Task requirements:
Copy out exactly every line from the line containing "Can you see the street" until the records below end, inclusive of both boundary lines.

********************

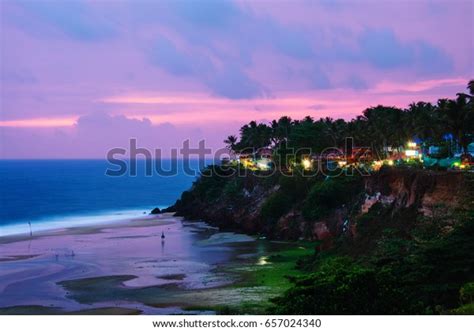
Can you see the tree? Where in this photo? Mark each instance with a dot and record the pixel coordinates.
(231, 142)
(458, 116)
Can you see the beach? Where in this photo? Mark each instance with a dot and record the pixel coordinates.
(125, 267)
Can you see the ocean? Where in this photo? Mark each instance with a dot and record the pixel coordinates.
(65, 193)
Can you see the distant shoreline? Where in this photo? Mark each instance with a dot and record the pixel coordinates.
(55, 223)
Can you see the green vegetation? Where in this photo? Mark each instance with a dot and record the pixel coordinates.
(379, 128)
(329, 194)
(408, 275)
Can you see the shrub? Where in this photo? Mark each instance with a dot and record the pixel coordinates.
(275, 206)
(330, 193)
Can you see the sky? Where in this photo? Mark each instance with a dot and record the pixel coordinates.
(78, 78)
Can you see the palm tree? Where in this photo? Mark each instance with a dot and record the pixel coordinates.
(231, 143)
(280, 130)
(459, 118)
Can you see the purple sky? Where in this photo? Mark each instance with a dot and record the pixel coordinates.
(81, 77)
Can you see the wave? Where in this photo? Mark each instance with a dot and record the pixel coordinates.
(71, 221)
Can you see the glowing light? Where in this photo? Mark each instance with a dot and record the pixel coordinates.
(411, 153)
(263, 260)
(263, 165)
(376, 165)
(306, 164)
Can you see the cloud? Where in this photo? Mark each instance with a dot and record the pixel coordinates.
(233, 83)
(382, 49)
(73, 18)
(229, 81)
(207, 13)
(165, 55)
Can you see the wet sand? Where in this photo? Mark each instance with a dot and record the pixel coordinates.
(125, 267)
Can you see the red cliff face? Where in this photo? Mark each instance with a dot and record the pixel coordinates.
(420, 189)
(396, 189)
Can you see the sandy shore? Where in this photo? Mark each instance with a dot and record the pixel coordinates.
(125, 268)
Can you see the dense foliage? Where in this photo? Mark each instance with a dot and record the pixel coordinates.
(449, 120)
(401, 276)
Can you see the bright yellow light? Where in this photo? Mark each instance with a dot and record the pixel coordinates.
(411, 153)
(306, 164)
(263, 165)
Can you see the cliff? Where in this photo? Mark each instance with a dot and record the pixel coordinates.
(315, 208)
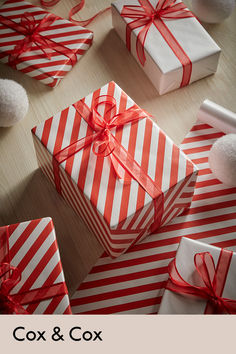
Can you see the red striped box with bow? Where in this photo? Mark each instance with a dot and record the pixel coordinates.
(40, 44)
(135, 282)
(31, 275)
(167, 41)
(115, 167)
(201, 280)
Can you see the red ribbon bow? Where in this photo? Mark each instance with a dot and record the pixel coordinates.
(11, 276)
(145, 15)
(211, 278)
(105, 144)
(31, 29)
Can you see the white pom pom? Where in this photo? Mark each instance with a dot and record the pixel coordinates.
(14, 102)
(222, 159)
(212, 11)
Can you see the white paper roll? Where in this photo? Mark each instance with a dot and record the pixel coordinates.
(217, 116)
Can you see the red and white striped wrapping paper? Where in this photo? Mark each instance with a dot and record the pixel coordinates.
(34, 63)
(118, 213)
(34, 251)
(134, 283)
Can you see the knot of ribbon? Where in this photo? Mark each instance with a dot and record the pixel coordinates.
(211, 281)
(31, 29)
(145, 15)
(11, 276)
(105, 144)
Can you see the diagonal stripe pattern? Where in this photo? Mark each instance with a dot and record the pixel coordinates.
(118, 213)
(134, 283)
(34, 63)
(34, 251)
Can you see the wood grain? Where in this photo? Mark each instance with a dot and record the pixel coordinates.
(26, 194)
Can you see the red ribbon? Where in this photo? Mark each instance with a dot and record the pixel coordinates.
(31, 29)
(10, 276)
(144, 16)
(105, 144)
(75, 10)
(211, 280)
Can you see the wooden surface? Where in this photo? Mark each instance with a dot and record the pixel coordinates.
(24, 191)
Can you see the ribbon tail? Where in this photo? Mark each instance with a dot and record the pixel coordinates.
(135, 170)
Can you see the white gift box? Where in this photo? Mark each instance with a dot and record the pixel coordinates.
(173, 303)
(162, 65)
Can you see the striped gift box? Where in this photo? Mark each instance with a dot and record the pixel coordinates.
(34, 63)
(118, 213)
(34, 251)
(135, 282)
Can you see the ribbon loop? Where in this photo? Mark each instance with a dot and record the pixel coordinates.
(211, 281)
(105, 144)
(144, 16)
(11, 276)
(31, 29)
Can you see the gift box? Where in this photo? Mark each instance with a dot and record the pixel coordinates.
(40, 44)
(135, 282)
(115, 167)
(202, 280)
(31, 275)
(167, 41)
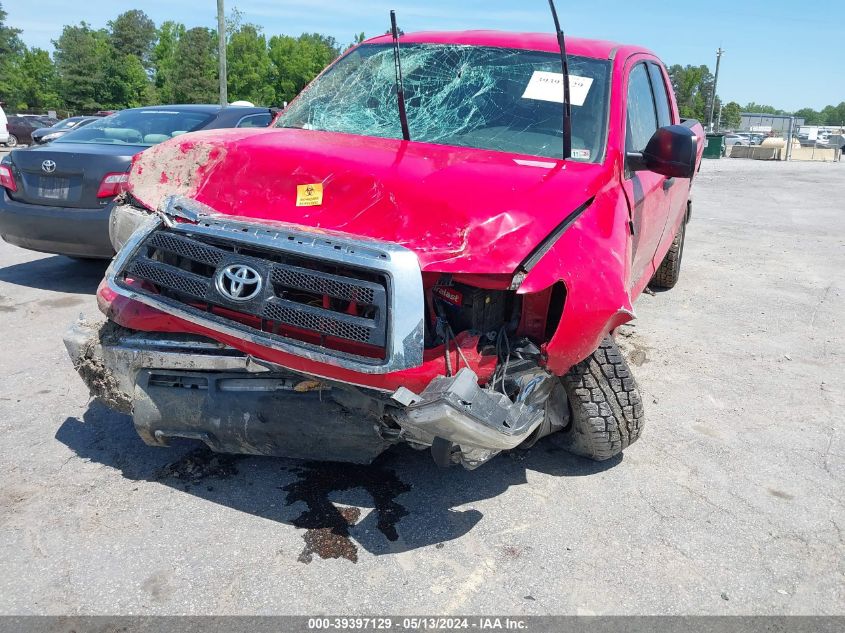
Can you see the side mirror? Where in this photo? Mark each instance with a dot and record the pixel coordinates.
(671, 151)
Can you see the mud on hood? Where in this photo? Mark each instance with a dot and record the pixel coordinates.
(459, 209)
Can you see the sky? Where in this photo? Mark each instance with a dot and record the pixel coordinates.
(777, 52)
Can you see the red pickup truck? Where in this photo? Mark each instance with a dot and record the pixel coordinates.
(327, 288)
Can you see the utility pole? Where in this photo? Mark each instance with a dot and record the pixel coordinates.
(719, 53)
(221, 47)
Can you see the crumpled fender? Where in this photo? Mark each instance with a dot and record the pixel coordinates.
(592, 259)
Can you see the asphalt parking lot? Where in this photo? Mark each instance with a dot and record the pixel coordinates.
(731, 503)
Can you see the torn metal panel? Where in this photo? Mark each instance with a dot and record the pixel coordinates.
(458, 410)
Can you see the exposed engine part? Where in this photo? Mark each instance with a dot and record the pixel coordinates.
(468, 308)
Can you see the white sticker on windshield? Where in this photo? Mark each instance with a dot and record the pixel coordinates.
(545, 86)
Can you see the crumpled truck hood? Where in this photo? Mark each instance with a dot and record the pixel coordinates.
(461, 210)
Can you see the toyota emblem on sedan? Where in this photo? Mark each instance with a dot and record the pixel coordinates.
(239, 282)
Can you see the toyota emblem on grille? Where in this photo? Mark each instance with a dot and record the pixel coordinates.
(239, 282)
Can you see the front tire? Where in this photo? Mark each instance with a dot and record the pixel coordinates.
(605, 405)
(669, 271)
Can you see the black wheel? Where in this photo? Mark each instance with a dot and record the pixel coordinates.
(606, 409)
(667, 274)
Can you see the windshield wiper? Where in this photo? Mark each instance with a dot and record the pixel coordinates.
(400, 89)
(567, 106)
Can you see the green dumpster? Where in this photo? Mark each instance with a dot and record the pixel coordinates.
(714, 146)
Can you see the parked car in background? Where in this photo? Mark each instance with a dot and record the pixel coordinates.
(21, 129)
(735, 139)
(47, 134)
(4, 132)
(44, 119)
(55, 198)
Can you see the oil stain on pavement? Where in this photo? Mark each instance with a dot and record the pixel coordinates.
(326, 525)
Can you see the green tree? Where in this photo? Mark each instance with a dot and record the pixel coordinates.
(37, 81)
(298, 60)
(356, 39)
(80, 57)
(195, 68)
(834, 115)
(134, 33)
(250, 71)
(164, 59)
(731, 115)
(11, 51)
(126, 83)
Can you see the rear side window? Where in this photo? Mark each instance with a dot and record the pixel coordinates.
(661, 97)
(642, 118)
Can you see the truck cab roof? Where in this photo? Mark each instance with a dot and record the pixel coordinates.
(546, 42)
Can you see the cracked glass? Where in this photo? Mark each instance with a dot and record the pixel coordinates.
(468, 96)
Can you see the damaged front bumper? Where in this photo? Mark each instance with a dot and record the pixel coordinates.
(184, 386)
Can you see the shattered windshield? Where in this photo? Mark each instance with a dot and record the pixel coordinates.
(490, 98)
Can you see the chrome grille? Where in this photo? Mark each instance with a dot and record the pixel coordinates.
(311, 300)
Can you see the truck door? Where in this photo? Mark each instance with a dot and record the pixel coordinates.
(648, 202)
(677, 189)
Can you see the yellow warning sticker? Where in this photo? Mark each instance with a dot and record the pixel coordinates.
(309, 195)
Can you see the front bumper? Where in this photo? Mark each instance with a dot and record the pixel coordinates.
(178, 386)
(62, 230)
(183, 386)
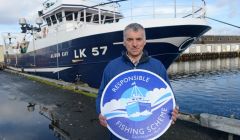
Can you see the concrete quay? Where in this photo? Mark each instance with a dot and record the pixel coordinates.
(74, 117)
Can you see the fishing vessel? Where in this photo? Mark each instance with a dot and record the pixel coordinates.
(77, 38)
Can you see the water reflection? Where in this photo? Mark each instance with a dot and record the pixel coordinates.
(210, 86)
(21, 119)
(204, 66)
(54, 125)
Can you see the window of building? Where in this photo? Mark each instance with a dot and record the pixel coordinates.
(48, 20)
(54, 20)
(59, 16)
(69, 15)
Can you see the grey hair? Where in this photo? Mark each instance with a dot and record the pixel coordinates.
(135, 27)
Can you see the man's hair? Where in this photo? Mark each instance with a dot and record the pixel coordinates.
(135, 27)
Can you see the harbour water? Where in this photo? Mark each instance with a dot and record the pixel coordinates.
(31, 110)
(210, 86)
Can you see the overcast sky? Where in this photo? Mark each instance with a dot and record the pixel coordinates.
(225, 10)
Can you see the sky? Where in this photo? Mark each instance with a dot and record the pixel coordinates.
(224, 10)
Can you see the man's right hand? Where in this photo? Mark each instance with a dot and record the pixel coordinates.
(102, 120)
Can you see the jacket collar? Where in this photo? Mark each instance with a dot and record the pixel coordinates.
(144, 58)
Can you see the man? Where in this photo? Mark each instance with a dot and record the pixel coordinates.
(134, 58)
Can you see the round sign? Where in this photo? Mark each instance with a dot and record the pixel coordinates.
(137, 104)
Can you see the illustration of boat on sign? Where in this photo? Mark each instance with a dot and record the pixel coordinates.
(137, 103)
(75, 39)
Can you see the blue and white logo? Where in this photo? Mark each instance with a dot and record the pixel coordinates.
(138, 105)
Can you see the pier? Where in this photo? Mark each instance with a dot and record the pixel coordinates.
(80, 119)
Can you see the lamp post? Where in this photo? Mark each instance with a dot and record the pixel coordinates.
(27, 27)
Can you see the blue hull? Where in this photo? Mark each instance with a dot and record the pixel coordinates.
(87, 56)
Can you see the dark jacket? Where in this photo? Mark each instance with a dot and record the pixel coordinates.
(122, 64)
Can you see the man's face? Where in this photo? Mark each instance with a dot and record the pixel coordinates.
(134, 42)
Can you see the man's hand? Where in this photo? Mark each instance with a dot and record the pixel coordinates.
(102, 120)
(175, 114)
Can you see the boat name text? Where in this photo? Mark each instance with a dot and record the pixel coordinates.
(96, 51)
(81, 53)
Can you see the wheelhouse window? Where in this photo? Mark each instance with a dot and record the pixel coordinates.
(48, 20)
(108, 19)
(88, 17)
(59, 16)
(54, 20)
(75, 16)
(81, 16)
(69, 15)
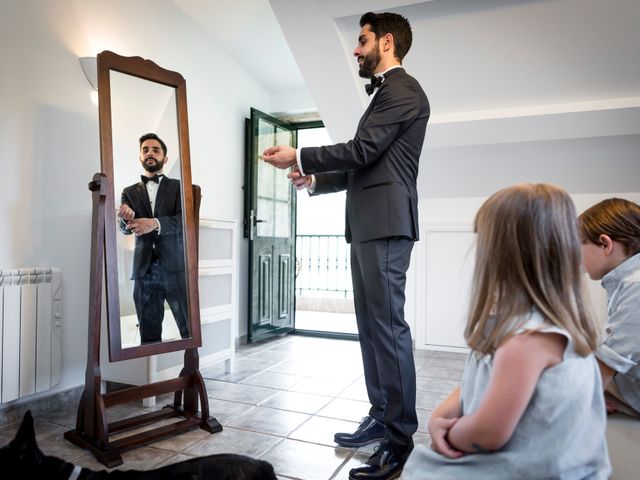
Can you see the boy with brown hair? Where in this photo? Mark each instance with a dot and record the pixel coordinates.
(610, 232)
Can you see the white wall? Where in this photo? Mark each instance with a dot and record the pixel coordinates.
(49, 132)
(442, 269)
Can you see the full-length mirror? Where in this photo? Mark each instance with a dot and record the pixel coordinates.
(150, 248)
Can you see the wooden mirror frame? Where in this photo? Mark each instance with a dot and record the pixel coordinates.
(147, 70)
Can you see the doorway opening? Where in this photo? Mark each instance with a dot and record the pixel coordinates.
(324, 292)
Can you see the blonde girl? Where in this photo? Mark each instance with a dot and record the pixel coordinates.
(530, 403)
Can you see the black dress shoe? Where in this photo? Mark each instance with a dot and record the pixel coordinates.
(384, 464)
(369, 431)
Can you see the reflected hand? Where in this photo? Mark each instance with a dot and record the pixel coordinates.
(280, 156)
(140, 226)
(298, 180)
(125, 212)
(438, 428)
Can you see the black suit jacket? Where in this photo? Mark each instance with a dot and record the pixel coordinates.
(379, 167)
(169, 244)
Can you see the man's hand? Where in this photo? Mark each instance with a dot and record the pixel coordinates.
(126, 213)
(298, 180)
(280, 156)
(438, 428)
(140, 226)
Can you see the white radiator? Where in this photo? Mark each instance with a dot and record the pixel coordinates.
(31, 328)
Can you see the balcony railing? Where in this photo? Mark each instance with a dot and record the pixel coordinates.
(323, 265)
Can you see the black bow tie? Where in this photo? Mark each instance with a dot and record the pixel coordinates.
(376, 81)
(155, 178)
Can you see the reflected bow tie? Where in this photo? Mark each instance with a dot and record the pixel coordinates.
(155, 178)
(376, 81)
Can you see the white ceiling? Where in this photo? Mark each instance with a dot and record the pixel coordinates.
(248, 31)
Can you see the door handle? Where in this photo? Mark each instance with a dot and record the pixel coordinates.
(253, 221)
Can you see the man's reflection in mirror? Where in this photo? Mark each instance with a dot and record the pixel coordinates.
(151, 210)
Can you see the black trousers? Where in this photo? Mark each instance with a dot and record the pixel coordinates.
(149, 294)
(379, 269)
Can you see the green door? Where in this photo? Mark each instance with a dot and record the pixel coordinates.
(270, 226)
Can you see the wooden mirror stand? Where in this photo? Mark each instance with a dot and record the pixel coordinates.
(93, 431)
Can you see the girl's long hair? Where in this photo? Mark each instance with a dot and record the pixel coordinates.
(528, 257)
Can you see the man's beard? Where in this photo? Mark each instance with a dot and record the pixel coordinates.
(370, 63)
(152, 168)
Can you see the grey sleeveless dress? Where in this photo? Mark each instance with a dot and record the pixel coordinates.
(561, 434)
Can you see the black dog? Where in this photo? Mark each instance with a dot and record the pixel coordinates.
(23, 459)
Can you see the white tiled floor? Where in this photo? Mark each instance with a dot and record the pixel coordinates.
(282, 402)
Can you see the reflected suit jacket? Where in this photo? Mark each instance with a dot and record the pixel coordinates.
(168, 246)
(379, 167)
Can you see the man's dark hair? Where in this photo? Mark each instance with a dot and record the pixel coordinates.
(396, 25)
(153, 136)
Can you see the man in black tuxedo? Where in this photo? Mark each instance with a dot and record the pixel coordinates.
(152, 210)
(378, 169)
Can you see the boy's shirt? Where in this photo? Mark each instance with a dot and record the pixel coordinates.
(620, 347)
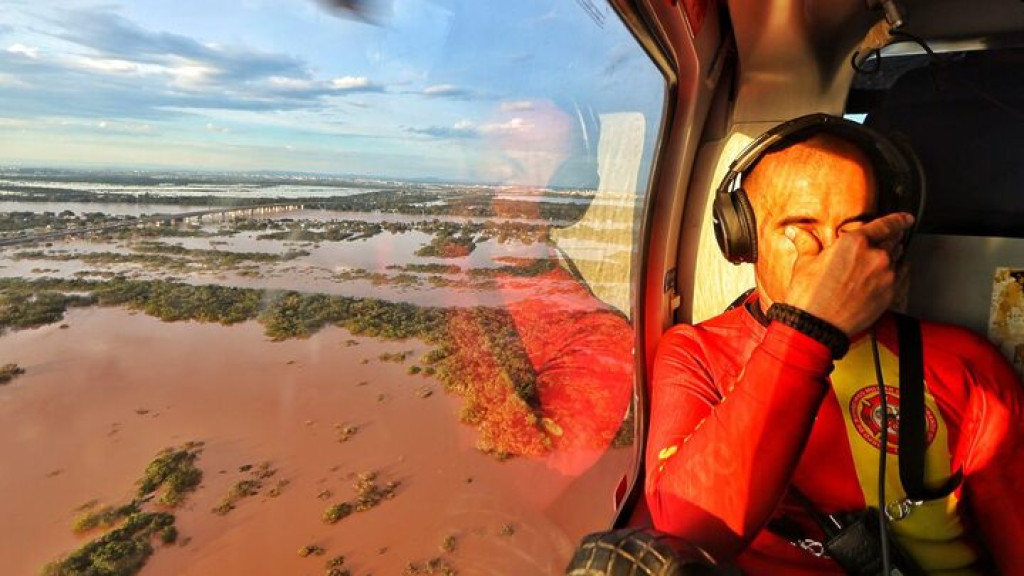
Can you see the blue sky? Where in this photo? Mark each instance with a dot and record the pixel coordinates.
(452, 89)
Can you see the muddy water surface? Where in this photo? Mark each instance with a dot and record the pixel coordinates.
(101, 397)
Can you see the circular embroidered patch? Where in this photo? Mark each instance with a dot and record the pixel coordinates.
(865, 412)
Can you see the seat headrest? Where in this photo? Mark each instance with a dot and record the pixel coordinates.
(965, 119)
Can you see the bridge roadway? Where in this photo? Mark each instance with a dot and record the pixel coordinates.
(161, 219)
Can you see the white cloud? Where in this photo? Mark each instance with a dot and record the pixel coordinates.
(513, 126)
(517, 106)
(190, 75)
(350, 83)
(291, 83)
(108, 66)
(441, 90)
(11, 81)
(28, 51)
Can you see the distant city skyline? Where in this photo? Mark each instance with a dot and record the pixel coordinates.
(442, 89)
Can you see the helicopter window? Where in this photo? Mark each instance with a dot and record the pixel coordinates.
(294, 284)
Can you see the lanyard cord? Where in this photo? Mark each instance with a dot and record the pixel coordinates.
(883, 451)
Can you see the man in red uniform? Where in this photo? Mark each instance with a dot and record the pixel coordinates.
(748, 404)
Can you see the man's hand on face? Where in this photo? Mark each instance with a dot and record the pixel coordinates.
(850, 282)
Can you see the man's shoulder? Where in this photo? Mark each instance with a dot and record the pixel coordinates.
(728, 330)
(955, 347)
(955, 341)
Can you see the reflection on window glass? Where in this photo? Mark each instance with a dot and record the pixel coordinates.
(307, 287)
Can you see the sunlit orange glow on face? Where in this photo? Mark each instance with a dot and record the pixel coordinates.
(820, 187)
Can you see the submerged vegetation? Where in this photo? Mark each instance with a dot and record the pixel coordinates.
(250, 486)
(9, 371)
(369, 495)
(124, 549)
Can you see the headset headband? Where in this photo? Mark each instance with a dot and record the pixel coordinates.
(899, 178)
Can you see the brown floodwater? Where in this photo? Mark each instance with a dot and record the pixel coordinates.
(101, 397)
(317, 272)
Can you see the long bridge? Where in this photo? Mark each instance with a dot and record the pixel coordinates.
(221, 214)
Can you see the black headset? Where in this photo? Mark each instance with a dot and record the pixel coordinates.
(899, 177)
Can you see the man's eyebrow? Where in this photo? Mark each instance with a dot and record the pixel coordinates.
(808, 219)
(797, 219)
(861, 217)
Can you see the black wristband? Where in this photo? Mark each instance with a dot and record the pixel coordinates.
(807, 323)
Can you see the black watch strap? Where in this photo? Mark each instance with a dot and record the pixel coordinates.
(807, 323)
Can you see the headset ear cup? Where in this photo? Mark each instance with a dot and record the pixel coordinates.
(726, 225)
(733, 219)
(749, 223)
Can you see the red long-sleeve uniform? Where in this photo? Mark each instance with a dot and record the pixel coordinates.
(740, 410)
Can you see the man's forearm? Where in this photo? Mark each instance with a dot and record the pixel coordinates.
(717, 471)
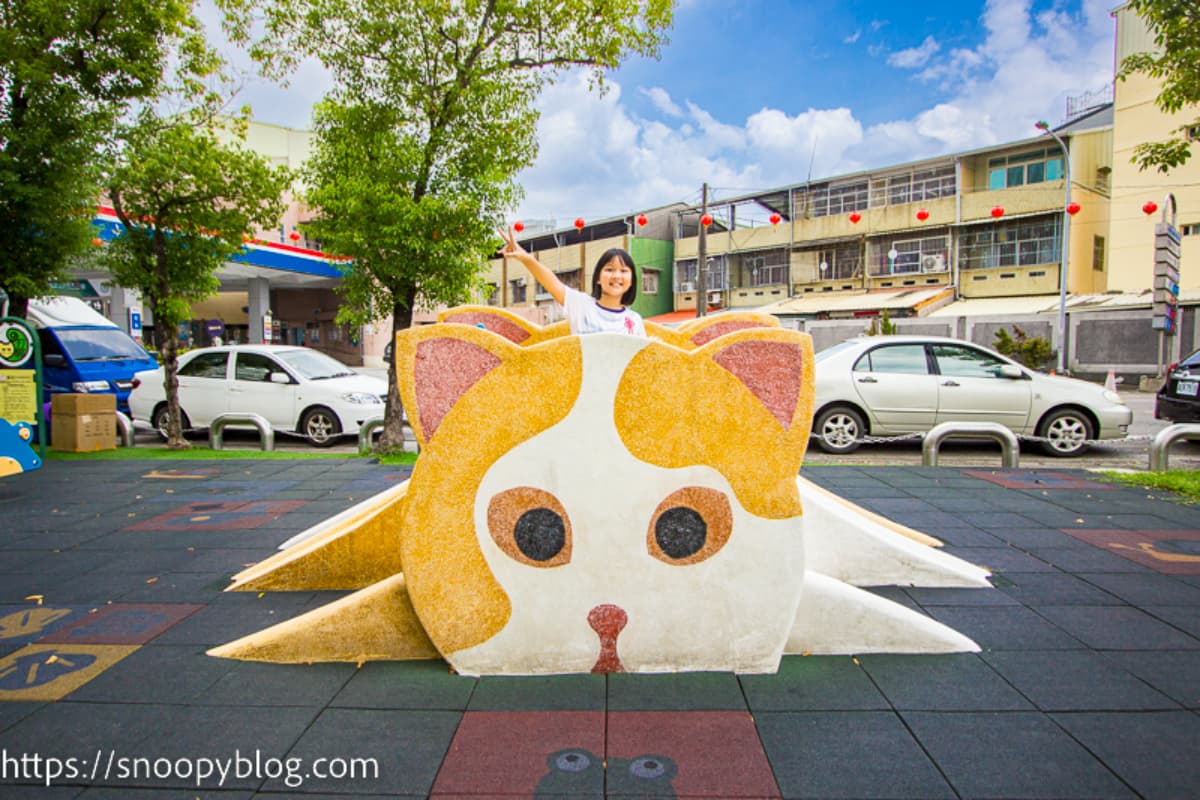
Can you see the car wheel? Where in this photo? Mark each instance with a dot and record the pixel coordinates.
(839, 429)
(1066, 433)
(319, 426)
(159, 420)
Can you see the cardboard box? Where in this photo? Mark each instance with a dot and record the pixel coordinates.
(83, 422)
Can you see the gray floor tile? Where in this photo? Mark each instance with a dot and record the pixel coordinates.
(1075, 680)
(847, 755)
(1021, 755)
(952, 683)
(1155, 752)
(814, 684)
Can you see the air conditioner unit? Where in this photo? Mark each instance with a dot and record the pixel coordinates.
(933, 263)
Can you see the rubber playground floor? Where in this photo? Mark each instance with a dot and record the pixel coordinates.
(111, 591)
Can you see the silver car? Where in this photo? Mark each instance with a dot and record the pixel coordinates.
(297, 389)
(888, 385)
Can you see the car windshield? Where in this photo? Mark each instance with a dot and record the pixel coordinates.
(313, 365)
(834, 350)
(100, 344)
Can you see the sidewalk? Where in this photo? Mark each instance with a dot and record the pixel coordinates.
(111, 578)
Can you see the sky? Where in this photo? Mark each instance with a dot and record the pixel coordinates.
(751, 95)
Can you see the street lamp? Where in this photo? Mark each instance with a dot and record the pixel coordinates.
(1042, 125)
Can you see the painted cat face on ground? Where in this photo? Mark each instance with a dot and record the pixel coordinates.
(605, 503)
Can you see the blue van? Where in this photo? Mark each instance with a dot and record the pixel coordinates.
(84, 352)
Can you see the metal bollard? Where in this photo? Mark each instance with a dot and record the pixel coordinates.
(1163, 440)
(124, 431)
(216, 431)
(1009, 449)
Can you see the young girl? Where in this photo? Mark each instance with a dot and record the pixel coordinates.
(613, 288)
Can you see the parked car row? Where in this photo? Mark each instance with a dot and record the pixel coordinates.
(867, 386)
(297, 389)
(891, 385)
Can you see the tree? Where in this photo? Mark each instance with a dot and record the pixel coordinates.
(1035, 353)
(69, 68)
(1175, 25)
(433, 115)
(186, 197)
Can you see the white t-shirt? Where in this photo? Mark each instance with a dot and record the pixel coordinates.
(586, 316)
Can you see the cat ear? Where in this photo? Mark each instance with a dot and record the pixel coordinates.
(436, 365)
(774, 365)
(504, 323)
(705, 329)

********************

Exercise result:
Can you see the street lamp? Where in this photo? Mark each instance with a dot and record the pixel coordinates.
(1042, 125)
Can you see the painted cat face on ground? Where in this photo? Mark each instance with a dot and record the pixel coordinates.
(605, 503)
Can you see the blue van? Where in this photo? Mark each instance with a dot and record the pixel coordinates.
(84, 352)
Can you see the metal bollard? Where in this photo? Mark each instance with a dot and record the pixel coordinates.
(1163, 440)
(124, 431)
(216, 431)
(1009, 449)
Can you see the young girl? Where in this photo? Mark each instance with a dot and record the pixel coordinates.
(613, 288)
Can you see the parked car row? Where in this photo? Mark each instance with a dot and record the pixel coordinates.
(867, 386)
(297, 389)
(891, 385)
Can you see the tree? Where in this photo? Mark each instance with a dot and record the pixel coordinates.
(1035, 353)
(69, 68)
(1175, 25)
(433, 115)
(186, 197)
Can you see the white t-shirt? Where in this photo? Mark each instance with a dot and record the pixel coordinates.
(586, 316)
Can you see the cat ear? Where in this photo? Mark each instance with a dot and record the pixel coordinates.
(436, 365)
(774, 365)
(504, 323)
(705, 329)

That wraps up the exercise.